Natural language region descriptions
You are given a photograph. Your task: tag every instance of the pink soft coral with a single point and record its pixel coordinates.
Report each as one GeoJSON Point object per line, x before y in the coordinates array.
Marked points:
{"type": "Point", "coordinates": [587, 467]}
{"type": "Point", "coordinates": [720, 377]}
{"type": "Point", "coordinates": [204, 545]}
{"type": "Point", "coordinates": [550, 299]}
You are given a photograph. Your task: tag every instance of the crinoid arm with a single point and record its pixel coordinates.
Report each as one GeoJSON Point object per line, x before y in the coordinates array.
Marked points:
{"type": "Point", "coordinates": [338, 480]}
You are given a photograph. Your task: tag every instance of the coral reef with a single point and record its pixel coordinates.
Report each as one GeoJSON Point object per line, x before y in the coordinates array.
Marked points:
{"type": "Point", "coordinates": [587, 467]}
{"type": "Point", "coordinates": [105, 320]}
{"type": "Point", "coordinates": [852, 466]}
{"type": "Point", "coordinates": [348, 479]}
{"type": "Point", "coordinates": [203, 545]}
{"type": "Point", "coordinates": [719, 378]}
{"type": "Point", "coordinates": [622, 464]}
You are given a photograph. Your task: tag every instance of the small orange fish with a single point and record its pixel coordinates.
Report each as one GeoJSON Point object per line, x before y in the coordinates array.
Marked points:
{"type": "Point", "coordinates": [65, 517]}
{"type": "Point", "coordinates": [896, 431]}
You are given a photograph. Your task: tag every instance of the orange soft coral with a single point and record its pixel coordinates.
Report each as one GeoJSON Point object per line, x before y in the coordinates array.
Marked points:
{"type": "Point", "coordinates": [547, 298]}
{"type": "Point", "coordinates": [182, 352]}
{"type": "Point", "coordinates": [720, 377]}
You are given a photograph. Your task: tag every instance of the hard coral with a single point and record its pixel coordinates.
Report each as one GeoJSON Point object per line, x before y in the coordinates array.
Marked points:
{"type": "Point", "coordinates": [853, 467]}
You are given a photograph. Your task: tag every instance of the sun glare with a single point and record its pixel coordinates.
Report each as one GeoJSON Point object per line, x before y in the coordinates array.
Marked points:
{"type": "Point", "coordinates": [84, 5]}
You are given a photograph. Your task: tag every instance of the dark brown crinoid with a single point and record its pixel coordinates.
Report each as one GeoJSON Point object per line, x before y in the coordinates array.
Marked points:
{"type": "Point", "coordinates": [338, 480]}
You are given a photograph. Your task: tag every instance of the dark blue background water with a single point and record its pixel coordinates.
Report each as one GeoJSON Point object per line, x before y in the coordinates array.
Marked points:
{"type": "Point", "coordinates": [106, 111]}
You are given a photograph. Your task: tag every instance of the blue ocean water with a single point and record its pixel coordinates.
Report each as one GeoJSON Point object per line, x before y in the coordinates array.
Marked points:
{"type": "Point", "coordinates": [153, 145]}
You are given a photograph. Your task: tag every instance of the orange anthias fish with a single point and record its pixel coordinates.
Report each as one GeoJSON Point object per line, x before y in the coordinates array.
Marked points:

> [INSTRUCTIONS TO FOLLOW]:
Every record above needs to be copied exactly.

> [TASK OUTPUT]:
You are given a photograph. Your task: tag every instance of the pink soft coral with a single point and record its pixel coordinates.
Report each as one GeoJSON Point object per line, x before y in the coordinates array.
Marked points:
{"type": "Point", "coordinates": [587, 467]}
{"type": "Point", "coordinates": [720, 377]}
{"type": "Point", "coordinates": [204, 545]}
{"type": "Point", "coordinates": [550, 299]}
You are given a photograph. Your task: tag every instance of the crinoid arm with a single point and record its pixel coordinates.
Report each as one GeoJSON Point object per line, x before y in the coordinates array.
Marked points:
{"type": "Point", "coordinates": [338, 480]}
You are given a photograph. Your task: tag every instance of the coral reef with a single point and record its pixel coordinates.
Report each as one GeoJSON Point object per line, x before y in the coordinates array.
Marked points:
{"type": "Point", "coordinates": [587, 467]}
{"type": "Point", "coordinates": [105, 320]}
{"type": "Point", "coordinates": [852, 466]}
{"type": "Point", "coordinates": [348, 479]}
{"type": "Point", "coordinates": [203, 545]}
{"type": "Point", "coordinates": [719, 378]}
{"type": "Point", "coordinates": [622, 464]}
You are given a photograph. Your task: tag every instance of the small orange fish with a single point and record its pixel coordinates.
Report each as one GeoJSON Point object per line, x before y in the coordinates array.
Marked points:
{"type": "Point", "coordinates": [65, 517]}
{"type": "Point", "coordinates": [896, 431]}
You are given a photograph. Your task: tag every instance of the orange soft coral with a single point and record its pixel coordinates.
Report each as one GeoJSON Point object per line, x before y in the coordinates array.
Marked points:
{"type": "Point", "coordinates": [547, 298]}
{"type": "Point", "coordinates": [182, 352]}
{"type": "Point", "coordinates": [720, 377]}
You are given a photograph. Your task: tag every instance of the hard coral with a single point and record its pixel coordinates.
Report each as one GeoJSON Point object per line, x before y in the coordinates array.
Marked points:
{"type": "Point", "coordinates": [853, 467]}
You are given a photograph. Your task: tag every instance of the sun glare with a single point and record its pixel coordinates.
Report each as one GeoJSON Point object per line, x before y in the coordinates array.
Marked points:
{"type": "Point", "coordinates": [84, 5]}
You are given a photograph. Your task: tag every instance of the dark brown crinoid with a single point and record its pixel coordinates.
Report each as one GeoJSON Point object per line, x before y in the coordinates array.
Marked points:
{"type": "Point", "coordinates": [338, 480]}
You are given a photograph. Your task: tag every instance of the dark blue background water with a single point and record its pixel coordinates.
Report each as one GeoJSON Point object per line, x before y in the coordinates array.
Marked points:
{"type": "Point", "coordinates": [106, 111]}
You are given a photograph. Your task: tag every instance of the blue ocean water with a single point and record its pixel coordinates.
Report each as one GeoJSON Point object per line, x before y in the coordinates array.
Marked points:
{"type": "Point", "coordinates": [153, 145]}
You are given a photograph. Your task: tag every instance of the orange anthias fish with a single point and record its pixel coordinates.
Report each as one GeoJSON Point object per line, x before y in the coordinates array.
Marked points:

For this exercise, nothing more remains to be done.